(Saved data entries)

___

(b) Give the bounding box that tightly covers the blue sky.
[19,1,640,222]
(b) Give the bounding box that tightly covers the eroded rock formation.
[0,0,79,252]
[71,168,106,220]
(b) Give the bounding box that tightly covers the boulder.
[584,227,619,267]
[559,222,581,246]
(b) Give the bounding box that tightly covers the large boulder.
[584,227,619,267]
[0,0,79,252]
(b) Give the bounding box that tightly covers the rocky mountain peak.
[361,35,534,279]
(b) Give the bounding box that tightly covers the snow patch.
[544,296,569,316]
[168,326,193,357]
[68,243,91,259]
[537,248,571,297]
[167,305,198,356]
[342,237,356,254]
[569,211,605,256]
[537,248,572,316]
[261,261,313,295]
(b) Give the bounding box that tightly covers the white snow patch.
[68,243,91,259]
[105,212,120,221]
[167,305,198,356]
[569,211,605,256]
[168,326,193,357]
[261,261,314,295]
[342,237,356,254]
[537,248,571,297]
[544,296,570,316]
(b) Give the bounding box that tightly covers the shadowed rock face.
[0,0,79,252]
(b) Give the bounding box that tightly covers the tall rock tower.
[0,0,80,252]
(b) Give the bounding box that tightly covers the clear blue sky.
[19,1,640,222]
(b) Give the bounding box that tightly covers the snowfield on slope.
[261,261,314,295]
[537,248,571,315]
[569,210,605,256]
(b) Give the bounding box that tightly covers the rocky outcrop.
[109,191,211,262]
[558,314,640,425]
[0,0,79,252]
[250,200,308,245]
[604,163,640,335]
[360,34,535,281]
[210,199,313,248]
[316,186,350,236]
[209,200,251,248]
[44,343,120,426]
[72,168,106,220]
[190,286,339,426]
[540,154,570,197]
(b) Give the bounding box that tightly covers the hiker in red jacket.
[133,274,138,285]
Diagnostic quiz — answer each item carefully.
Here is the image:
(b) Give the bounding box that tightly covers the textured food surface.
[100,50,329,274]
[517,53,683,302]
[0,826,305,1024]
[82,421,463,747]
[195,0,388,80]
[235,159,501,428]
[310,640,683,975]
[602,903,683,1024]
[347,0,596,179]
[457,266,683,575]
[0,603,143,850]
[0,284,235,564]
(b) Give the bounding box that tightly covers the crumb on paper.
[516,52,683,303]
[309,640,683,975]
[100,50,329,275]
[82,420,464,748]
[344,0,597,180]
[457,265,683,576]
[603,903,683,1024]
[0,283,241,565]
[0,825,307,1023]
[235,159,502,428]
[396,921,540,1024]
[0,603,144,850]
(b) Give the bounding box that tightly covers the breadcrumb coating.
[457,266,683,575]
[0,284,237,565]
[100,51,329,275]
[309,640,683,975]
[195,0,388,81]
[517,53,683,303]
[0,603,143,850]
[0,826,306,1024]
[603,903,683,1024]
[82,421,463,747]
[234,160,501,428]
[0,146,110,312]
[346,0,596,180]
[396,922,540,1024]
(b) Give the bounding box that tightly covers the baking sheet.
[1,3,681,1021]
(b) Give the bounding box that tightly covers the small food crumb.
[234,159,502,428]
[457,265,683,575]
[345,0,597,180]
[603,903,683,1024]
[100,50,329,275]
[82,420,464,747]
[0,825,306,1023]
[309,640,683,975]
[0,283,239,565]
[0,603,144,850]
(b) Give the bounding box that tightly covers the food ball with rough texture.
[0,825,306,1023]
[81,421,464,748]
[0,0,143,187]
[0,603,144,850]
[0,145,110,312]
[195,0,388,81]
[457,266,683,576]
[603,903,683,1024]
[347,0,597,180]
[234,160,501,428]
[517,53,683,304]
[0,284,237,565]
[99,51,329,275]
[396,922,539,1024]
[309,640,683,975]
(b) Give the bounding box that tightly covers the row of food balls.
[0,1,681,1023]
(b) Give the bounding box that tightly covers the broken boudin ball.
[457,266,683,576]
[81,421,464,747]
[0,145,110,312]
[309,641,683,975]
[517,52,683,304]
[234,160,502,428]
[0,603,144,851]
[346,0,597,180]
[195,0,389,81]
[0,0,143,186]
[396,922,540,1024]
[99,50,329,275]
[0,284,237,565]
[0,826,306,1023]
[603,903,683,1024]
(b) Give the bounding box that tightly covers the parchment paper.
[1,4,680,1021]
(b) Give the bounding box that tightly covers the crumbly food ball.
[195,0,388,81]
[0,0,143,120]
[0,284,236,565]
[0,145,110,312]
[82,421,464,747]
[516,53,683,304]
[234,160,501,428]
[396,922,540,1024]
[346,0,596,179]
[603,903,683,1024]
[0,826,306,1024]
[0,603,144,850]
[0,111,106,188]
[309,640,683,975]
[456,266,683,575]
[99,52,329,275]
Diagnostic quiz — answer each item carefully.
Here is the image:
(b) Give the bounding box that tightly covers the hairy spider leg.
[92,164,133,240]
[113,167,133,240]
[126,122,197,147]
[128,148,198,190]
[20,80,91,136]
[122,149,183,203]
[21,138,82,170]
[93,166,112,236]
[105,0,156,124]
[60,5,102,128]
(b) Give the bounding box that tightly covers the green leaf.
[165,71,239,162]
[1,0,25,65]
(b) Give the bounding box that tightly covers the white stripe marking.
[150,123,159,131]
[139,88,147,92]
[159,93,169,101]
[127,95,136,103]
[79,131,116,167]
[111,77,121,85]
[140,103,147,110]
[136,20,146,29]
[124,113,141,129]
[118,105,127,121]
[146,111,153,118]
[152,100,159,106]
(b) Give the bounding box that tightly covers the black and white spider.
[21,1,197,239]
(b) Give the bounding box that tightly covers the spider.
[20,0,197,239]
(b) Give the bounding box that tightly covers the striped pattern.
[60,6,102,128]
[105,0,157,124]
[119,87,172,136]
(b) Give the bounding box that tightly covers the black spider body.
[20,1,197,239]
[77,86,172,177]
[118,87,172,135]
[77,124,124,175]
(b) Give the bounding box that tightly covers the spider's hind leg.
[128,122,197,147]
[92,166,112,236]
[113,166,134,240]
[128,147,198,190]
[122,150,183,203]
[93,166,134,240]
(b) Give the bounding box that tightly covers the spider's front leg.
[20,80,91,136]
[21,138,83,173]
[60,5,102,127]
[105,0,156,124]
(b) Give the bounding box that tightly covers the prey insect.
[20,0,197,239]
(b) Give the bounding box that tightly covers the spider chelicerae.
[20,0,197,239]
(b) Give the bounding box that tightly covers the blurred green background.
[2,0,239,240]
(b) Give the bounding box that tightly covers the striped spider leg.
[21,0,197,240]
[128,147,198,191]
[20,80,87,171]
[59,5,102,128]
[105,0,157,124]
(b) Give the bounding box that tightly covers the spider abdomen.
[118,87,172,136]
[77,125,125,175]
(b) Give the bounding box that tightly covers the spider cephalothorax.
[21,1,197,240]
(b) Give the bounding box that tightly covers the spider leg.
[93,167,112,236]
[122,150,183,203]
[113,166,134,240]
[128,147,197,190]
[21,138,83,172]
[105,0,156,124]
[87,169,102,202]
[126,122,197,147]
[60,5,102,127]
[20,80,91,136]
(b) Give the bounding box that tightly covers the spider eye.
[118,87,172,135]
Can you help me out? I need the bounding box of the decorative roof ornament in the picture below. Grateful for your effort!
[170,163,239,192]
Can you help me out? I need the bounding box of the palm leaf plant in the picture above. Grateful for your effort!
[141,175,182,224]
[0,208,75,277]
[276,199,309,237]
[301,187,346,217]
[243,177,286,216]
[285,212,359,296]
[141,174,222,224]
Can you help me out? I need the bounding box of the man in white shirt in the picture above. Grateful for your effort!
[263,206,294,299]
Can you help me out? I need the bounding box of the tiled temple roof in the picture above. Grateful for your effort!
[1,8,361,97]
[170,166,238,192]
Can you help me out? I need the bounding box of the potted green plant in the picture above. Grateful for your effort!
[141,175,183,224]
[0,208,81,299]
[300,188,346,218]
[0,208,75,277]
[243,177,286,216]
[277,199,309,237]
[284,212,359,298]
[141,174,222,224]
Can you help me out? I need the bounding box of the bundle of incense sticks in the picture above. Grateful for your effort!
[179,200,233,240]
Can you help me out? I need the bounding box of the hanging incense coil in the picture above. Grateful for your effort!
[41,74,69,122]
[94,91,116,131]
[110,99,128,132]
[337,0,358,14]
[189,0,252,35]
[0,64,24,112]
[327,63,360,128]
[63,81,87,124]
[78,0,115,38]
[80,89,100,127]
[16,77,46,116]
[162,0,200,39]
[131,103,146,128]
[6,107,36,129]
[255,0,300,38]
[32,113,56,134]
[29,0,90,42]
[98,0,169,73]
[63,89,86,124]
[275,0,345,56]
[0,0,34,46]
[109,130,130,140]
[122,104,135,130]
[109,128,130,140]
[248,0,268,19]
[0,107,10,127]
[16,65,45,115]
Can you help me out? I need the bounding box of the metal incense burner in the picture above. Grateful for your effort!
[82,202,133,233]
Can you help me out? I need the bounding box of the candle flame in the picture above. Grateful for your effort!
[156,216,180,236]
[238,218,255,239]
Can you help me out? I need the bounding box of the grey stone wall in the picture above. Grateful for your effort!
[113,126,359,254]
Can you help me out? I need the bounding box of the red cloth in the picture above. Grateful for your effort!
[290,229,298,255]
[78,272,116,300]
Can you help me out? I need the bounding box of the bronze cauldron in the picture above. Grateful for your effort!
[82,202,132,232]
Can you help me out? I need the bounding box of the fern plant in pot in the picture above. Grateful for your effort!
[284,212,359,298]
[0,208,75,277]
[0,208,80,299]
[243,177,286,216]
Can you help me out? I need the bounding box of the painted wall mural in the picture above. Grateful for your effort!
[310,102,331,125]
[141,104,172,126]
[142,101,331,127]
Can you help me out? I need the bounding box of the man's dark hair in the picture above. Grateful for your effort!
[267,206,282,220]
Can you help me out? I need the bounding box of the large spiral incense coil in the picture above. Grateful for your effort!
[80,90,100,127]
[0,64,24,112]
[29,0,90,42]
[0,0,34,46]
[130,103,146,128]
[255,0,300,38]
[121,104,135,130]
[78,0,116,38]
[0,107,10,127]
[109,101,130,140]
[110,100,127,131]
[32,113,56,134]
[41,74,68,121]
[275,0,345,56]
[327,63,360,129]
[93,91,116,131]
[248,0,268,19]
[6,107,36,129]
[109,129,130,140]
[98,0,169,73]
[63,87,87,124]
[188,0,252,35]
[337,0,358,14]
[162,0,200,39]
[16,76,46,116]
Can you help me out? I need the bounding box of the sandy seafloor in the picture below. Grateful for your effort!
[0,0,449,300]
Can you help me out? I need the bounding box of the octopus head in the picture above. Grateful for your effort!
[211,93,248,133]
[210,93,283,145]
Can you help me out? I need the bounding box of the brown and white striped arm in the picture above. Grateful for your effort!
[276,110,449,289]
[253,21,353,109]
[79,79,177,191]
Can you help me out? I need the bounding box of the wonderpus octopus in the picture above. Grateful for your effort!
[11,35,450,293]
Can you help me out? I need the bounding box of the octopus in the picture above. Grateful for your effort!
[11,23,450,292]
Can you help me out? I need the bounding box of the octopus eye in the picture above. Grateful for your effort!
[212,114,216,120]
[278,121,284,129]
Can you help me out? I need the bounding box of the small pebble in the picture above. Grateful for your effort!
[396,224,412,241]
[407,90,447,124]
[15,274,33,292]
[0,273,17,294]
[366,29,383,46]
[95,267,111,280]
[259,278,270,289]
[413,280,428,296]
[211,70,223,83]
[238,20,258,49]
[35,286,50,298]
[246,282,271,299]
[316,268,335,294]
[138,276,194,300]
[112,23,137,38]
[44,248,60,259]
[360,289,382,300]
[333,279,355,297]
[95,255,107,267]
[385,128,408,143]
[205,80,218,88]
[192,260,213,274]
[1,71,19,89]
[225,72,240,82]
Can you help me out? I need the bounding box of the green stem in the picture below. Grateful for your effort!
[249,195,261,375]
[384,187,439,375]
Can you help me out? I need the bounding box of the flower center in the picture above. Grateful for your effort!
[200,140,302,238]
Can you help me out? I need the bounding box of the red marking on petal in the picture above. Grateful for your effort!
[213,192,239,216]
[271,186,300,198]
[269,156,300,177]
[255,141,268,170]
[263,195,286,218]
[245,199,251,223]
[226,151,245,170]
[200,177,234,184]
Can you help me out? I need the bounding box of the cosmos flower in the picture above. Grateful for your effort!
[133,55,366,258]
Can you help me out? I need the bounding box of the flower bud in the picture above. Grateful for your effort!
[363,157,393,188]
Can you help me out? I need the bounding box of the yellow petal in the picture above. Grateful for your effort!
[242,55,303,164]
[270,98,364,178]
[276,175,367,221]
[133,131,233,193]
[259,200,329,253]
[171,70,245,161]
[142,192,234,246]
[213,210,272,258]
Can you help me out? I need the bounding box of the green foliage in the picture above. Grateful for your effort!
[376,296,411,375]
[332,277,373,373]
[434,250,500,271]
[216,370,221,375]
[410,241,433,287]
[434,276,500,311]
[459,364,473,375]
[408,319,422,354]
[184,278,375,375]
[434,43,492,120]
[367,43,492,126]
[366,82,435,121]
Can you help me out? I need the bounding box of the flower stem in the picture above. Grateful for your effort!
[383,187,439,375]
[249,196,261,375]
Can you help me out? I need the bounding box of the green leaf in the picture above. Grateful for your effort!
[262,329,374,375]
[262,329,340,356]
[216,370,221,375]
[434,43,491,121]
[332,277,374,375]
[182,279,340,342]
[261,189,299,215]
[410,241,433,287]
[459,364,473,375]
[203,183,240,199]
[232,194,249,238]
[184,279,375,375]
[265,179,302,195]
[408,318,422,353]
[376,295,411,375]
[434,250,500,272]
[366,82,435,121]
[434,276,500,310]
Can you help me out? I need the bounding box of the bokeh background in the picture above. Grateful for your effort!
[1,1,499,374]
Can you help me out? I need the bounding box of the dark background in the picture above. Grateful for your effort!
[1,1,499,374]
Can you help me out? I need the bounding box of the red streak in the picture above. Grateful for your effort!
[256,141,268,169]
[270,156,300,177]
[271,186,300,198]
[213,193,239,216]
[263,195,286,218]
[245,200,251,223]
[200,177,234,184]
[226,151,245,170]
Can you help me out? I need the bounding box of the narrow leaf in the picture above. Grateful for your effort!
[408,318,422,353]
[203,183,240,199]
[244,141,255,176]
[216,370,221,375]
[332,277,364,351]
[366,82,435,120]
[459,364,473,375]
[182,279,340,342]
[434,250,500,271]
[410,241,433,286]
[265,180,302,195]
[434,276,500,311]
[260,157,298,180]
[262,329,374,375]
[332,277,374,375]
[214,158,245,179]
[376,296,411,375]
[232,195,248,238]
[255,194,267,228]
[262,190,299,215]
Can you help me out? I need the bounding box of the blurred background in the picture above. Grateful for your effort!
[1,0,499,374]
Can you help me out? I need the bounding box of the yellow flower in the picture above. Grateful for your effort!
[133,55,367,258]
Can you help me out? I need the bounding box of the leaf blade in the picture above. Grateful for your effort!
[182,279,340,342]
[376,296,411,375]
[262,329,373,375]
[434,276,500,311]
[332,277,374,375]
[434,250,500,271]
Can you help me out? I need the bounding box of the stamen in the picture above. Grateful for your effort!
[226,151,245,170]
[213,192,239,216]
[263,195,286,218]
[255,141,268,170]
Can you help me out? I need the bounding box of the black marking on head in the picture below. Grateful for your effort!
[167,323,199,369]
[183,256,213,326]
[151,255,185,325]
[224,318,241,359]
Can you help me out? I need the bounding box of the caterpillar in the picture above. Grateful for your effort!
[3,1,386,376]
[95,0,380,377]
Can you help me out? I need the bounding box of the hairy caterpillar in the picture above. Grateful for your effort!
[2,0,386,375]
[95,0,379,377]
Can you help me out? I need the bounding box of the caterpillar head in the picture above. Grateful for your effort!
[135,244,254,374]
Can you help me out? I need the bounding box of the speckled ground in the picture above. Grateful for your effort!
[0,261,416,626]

___

_WORK INSTRUCTION_.
Please transcribe exactly the line containing "the caterpillar in" and every line after it through the end of the records, and nothing else.

_FINISHED EXERCISE_.
Can you help me out? I need the bounding box of the caterpillar in the picture above. Grateful for your effort!
[3,1,386,376]
[95,0,380,377]
Can you help me out? I need the bounding box of the hairy caterpillar in the picture above. Grateful for your effort!
[2,0,386,375]
[95,0,379,377]
Can you help me out? I need the bounding box of the caterpillar head in the picture above. Grateful for your effort!
[135,244,254,374]
Can you help me out? I need the bounding box of the speckled ground in the picture above. Grateful for your effort!
[0,261,416,626]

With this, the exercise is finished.